Things you should never say to a pregnant person

Pregnancy opens up a whole new exciting world. Unfortunately, that also includes perfect strangers feeling up your belly (please don’t!), having the way you look and behave under extra scrutiny, and even people making indirect enquiries about your sex life.

Here are some things you should never say to a pregnant person – because they’re a ball of seething hormones and they might kill you (kidding, mostly).

Who’s the father?

Let me consult my diary for that week. Ummm… oh dear…

Was it an accident?

Depends on the answer to previous question. If the baby is anyone’s but my husband’s, then probably yes.

You look like you’re having twins.                                                        

I knew I shouldn’t have had that second packet of chips.

Was it a natural conception or not?

As it happens, yes! Can I send you the video?

You already have a boy. So you must want a girl next.

Maybe I do, maybe I don’t. But please don’t make me admit one preference or the other out loud.

> _PROBLEMS TO SOLVE_:
1) For each statement, say yes or no depending on whether the pregnancy article agrees with it. Support each answer with the deciding words from the article, quoted exactly. (a) The article welcomes strangers touching a pregnant person's belly. (b) The reply to "You look like you’re having twins." mentions a second packet of chips. (c) The reply to "Was it a natural conception or not?" offers to send a video.
2) Repeat the pregnancy article word for word, starting at "Here are some" and ending at "packet of chips.".
The lines after this point come from a separate source.

> _DATA_:
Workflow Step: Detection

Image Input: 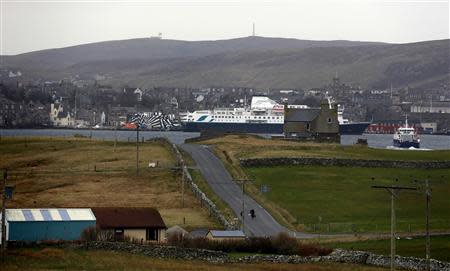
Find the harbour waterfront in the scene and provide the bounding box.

> _ANSWERS GIVEN_:
1)
(a) No: "perfect strangers feeling up your belly (please don’t!)"
(b) Yes: "I knew I shouldn’t have had that second packet of chips."
(c) Yes: "As it happens, yes! Can I send you the video?"

2)
Here are some things you should never say to a pregnant person – because they’re a ball of seething hormones and they might kill you (kidding, mostly).

Who’s the father?

Let me consult my diary for that week. Ummm… oh dear…

Was it an accident?

Depends on the answer to previous question. If the baby is anyone’s but my husband’s, then probably yes.

You look like you’re having twins.                                                        

I knew I shouldn’t have had that second packet of chips.